━━ Text extract ━━

Single by Wretch 32 featuring Example

from the album Black and White and Playing in the Shadows
- Released: 17 April 2011
- Recorded: 2010
- Genre: British hip hop
- Length: 3:05
- Label: Ministry of Sound
- Songwriter(s): Jermaine Scott; Elliot Gleave; Darren Lewis; Iyiola Babalola; Ian Brown; John Squire;
- Producer(s): Future Cut; Shell Shock;

Wretch 32 singles chronology
| "Traktor" (2011) | "Unorthodox" (2011) | "Don't Go" (2011) |

Example singles chronology
| "Game Over" (2011) | "Unorthodox" (2011) | "Changed the Way You Kiss Me" (2011) |

= Unorthodox (Wretch 32 song) =

"Unorthodox" is a song by Tottenham-born rapper Wretch 32 featuring vocals from British recording artist Example. It was released on 17 April 2011 as the second single from his second studio album Black and White. A 12" vinyl was released the following day. The song samples Run D.M.C.'s "What's It All About" and Manchester band The Stone Roses' 1989 hit "Fools Gold" which appears on the US version of The Stone Roses and later on Turns into Stone. The track was produced and co-written by British production team Future Cut. The song also features on the album Now 79.

"Unorthodox" was selected as the Weekend Anthem of BBC Radio 1 by Jo Whiley for 26–27 March 2011. It also features on the soundtrack of FIFA Street.

==Critical reception==
Lewis Corner of Digital Spy gave the song a positive review stating:

"I got a good vibe/ I ain't trying to be bait with my hook lines," Wretch swaggers with rapper-turned-singer Example over thrumming beats and funk-infused guitars that sample the Stone Roses' 1989 hit 'Fools Gold' – proving there is still a place for a bit string plucking while maintaining a musical relevance in today's chart. "We don't follow no crowd, they follow us," they claim on the bouncy, summery and catchy-as-cholera chorus. Like with any new and exciting fad, let's hope it's in their droves..

==Chart performance==
"Unorthodox" first charted on 22 April 2011 on the Irish Singles Chart at number 37 and then peaking 32, beating the peak of previous single "Traktor", which reached number 45 in January 2011. On 24 April 2011, the single debuted at number 2 on the UK Singles Chart for the week ending 30 April 2011, marking Wretch 32's highest-charting single to date and Example's second highest-charting single to date; with the latter's "Changed the Way You Kiss Me" peaking at number 1. The following week the single fell five places to number 7; spending but another week in the top 10 before falling to number 16. "Unorthodox" then gradually fell down the chart, spending a total of six weeks in the top 40 before dropping down to number 43. The single also debuted at number-one on both the R&B releases chart and the independent releases chart, knocking off Jennifer Lopez's "On the Floor" and Adele's "Someone Like You" respectively.

━━━
━━ Stored rows ━━

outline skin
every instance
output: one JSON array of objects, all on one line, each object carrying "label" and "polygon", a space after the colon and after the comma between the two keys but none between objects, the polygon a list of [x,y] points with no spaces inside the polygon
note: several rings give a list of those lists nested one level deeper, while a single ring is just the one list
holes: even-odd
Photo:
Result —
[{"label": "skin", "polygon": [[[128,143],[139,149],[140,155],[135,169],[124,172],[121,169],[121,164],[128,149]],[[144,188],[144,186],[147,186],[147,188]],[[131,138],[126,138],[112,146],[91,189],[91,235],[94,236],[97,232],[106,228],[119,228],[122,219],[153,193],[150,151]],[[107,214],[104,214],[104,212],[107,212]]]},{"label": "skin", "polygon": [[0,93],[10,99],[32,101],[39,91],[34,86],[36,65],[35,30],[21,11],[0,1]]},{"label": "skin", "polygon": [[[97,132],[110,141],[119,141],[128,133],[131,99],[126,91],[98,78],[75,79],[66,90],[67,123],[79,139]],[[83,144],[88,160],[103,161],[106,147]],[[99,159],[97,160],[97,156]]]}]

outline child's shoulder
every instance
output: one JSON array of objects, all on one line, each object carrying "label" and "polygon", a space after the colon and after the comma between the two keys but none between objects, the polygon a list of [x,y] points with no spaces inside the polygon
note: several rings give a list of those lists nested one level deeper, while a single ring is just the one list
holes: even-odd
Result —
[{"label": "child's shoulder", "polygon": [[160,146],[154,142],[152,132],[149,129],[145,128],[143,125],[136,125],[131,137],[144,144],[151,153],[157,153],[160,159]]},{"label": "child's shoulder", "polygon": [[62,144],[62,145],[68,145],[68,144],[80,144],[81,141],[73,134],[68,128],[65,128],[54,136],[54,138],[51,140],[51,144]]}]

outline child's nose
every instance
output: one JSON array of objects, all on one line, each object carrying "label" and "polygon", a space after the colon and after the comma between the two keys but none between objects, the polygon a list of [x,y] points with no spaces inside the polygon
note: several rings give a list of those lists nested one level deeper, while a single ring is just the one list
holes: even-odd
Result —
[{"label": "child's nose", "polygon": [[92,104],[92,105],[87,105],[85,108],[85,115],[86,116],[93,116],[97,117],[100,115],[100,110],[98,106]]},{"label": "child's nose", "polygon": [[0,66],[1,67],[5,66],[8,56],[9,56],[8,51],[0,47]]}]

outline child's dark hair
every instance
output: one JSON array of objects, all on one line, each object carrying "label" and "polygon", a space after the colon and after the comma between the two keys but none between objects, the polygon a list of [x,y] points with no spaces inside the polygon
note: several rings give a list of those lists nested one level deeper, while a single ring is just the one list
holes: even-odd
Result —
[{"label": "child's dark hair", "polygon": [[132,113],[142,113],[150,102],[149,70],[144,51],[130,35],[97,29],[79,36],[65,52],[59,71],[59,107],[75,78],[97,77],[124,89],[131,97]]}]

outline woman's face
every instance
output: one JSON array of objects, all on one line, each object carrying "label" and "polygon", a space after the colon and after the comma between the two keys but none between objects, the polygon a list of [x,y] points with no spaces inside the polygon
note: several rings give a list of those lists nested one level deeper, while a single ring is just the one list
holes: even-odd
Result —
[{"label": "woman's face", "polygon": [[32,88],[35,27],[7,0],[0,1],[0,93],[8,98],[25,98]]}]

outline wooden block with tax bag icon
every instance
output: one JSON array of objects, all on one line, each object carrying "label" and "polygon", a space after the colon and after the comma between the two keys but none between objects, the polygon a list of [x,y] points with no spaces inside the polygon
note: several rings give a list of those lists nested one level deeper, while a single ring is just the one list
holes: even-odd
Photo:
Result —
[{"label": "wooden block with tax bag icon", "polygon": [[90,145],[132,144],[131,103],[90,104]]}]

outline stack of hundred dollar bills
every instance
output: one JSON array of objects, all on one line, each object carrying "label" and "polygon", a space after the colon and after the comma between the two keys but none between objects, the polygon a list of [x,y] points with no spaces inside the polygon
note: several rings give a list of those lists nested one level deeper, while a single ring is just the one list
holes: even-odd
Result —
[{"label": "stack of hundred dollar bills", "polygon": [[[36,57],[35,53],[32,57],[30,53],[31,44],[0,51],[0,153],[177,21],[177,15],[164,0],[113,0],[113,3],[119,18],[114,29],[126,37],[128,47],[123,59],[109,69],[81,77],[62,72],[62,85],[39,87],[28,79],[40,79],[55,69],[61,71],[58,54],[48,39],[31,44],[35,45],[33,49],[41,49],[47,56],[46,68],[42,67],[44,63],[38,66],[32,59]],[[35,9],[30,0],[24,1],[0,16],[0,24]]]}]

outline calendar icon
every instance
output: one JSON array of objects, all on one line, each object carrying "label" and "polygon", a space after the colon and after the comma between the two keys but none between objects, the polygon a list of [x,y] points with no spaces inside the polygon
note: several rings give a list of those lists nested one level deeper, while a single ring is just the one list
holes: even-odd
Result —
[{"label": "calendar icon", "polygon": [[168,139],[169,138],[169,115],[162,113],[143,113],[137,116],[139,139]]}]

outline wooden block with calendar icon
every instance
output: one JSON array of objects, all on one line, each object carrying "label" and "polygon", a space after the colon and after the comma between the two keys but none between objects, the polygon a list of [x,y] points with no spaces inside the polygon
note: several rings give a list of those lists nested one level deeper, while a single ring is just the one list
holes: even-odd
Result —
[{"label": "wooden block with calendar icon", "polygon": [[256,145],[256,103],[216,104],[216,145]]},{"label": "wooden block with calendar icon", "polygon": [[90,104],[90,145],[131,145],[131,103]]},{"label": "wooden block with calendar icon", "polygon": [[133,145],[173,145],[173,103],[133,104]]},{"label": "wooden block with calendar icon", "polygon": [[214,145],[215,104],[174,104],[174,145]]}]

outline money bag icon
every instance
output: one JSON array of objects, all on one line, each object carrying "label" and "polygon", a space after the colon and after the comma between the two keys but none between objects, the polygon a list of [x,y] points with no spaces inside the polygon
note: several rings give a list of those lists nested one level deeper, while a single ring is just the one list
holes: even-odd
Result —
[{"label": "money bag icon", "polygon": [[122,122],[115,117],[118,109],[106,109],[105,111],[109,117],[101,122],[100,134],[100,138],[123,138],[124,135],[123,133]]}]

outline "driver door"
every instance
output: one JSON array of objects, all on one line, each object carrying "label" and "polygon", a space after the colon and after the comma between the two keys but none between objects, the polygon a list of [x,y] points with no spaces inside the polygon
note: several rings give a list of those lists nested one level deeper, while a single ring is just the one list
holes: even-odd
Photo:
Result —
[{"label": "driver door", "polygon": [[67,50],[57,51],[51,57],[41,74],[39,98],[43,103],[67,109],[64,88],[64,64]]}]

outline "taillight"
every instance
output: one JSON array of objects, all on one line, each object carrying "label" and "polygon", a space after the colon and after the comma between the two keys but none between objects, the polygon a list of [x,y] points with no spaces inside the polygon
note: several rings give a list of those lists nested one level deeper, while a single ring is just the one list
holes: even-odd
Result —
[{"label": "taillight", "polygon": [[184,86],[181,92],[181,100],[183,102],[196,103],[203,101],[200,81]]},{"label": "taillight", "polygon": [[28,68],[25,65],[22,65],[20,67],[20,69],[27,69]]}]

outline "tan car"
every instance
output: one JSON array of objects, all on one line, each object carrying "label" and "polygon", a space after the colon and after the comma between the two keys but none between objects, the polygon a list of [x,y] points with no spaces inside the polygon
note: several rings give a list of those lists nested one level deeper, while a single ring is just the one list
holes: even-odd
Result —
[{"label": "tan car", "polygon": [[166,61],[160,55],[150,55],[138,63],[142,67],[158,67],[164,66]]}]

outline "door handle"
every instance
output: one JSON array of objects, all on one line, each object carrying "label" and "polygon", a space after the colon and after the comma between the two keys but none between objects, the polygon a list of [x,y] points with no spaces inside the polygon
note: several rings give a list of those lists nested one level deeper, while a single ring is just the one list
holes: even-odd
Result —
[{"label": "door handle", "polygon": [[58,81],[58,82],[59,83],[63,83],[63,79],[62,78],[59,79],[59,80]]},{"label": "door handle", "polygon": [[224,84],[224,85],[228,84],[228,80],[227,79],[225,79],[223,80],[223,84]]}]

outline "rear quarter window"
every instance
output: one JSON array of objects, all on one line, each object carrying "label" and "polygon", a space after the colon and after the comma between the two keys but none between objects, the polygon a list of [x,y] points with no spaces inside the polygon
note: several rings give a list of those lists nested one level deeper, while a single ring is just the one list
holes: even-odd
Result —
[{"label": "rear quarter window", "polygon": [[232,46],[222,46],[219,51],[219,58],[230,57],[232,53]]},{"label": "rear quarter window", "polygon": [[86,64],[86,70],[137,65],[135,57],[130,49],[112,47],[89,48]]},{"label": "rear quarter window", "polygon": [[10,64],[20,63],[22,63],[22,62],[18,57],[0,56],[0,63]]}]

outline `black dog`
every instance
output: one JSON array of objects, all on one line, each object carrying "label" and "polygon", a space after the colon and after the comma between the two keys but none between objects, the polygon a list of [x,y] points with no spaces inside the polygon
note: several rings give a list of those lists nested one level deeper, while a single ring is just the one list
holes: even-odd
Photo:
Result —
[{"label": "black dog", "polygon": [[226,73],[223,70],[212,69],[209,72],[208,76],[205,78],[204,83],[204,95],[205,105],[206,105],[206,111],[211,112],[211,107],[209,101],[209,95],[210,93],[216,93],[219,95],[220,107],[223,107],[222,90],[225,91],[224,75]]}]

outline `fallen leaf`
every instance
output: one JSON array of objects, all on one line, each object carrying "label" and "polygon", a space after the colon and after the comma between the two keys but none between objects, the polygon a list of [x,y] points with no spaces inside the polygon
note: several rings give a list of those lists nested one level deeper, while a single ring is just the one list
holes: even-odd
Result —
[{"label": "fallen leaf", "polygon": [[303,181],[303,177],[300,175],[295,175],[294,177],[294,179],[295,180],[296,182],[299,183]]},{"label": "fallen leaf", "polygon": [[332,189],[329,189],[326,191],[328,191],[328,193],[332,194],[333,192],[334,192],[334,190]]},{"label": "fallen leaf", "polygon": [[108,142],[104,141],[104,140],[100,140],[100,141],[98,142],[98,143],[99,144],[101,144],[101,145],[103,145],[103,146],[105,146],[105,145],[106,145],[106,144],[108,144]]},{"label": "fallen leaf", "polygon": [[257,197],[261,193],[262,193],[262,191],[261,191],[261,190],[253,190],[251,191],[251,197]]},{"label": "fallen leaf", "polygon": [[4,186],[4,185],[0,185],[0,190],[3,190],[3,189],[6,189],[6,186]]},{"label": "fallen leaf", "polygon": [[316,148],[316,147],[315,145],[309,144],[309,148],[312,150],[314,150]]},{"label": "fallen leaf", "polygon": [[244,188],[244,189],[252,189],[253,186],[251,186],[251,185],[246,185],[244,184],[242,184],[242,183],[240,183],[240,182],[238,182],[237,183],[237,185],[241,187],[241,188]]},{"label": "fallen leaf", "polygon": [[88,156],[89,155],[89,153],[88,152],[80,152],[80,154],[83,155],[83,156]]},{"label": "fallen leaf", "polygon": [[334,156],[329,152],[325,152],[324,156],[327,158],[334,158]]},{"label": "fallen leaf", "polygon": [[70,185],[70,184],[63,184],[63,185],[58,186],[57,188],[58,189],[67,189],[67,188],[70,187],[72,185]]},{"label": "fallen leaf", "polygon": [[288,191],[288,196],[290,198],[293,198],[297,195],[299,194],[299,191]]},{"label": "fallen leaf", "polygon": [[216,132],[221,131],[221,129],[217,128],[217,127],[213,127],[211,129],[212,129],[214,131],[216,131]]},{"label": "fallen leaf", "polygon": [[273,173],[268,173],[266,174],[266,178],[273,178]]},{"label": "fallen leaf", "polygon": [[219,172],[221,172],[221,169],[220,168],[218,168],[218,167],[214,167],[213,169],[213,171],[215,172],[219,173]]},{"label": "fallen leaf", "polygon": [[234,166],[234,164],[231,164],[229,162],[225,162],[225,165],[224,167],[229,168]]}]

━━━
━━ Stored rows ━━

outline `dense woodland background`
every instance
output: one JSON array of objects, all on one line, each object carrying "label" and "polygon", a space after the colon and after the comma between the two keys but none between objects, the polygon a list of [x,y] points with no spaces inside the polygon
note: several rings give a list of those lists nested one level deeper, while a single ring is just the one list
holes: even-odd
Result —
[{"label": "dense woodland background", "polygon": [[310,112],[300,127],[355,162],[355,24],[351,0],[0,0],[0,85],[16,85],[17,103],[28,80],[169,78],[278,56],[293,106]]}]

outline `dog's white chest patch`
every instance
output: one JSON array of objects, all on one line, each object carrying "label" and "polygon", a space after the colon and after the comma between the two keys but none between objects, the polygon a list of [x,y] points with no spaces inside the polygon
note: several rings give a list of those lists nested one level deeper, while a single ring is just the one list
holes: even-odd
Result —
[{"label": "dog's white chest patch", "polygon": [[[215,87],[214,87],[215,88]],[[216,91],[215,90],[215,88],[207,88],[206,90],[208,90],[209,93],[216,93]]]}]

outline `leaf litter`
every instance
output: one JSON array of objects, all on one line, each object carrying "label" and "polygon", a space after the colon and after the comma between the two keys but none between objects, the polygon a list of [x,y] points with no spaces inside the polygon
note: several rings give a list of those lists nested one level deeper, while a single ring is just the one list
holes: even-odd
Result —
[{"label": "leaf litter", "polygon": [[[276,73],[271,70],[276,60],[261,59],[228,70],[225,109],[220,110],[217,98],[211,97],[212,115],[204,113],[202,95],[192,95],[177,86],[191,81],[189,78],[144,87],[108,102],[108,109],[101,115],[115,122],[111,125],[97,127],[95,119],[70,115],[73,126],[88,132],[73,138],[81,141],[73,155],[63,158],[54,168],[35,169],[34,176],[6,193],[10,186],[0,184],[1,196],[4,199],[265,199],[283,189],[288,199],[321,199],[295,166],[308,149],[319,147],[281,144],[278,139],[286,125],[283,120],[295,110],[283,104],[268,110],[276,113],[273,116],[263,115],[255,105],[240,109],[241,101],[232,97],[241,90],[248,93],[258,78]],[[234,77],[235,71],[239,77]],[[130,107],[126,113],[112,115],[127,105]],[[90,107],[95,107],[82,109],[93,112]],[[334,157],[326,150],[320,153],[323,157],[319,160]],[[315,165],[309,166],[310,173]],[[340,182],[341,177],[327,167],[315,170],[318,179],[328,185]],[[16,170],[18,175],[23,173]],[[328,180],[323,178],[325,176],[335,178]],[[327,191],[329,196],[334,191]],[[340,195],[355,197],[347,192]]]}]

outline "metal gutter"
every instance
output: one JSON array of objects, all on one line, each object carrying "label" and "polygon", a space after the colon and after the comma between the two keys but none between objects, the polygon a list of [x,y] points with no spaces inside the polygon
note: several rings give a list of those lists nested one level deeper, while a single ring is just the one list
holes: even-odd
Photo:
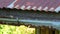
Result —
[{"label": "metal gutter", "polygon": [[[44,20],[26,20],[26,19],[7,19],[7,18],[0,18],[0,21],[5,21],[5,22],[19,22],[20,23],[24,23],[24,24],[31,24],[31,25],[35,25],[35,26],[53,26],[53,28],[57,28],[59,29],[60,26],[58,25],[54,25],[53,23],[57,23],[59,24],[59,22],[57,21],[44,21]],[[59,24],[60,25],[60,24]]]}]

━━━

▶ _Instruction A_
Write out the part of the article on the song "Unorthodox" from "Wretch 32 singles" up to and including "album Now 79.".
▶ _Instruction B_
In the article on the song "Unorthodox", who chose the track as the Weekend Anthem of BBC Radio 1 for 26–27 March 2011?
▶ _Instruction C_
Give what follows the final sentence of the article on the song "Unorthodox".

▶ _Task response A_
Wretch 32 singles chronology
| "Traktor" (2011) | "Unorthodox" (2011) | "Don't Go" (2011) |

Example singles chronology
| "Game Over" (2011) | "Unorthodox" (2011) | "Changed the Way You Kiss Me" (2011) |

= Unorthodox (Wretch 32 song) =

"Unorthodox" is a song by Tottenham-born rapper Wretch 32 featuring vocals from British recording artist Example. It was released on 17 April 2011 as the second single from his second studio album Black and White. A 12" vinyl was released the following day. The song samples Run D.M.C.'s "What's It All About" and Manchester band The Stone Roses' 1989 hit "Fools Gold" which appears on the US version of The Stone Roses and later on Turns into Stone. The track was produced and co-written by British production team Future Cut. The song also features on the album Now 79.

▶ _Task response B_
Jo Whiley

▶ _Task response C_
==Music video==
A music video to accompany the release of the single "Unorthodox" was first released on YouTube on 1 March 2011, directed by Ben Newman. The video lasts 3 minutes and 23 seconds long. The video begins with faded dictionary definition of the words 'Orthodox' and 'Unorthodox', the latter of which is defined as "breaking the convention or tradition". The song then begins to play with Wretch 32 and Example rapping besides one another when walking around the notorious Broadwater Farm estate. The lyrics talk of people not adhering to the norm and as such the video features a range of unorthodox characters; including a young child with speakers in a shopping trolley, women with piercings, a woman shaving her head and a tattoo artist. The video features cameos from rappers Chipmunk, Scorcher, singer Yasmin & Akai Osei

==Track listing==

Digital download
| No. | Title | Length |
|---|---|---|
| 1. | "Unorthodox" (Radio Edit) | 3:05 |
| 2. | "Unorthodox" (Distance Remix) | 4:26 |
| 3. | "Unorthodox" (BAR9 Remix) | 4:35 |
| 4. | "Unorthodox" (Logistics Remix) | 4:39 |
| 5. | "Unorthodox" (Moto Blanco Edit) | 3:38 |

CD single
| No. | Title | Length |
|---|---|---|
| 1. | "Unorthodox" (Radio Edit) | 3:05 |
| 2. | "Unorthodox" (Moto Blanco Club Mix) | 6:38 |
| 3. | "Unorthodox" (Logistics Remix) | 4:40 |
| 4. | "Unorthodox" (Distance Remix) | 4:27 |
| 5. | "Unorthodox" (BAR9 Remix) | 4:35 |
| 6. | "Unorthodox" (Moto Blanco Edit) | 3:38 |
| 7. | "Unorthodox" (Instrumental Edit) | 3:06 |

==Charts==

===Weekly charts===

| Chart (2011) | Peak position |
|---|---|
| Ireland (IRMA) | 32 |
| Scotland (OCC) | 3 |
| UK Indie (OCC) | 1 |
| UK Hip Hop/R&B (OCC) | 1 |
| UK Singles (OCC) | 2 |

===Year-end charts===

| Chart (2011) | position |
|---|---|
| UK Singles (OCC) | 95 |

==Certifications==

| Region | Certification | Certified units/sales |
| United Kingdom (BPI) | Gold | 400,000^{‡} |
^{‡} Sales+streaming figures based on certification alone.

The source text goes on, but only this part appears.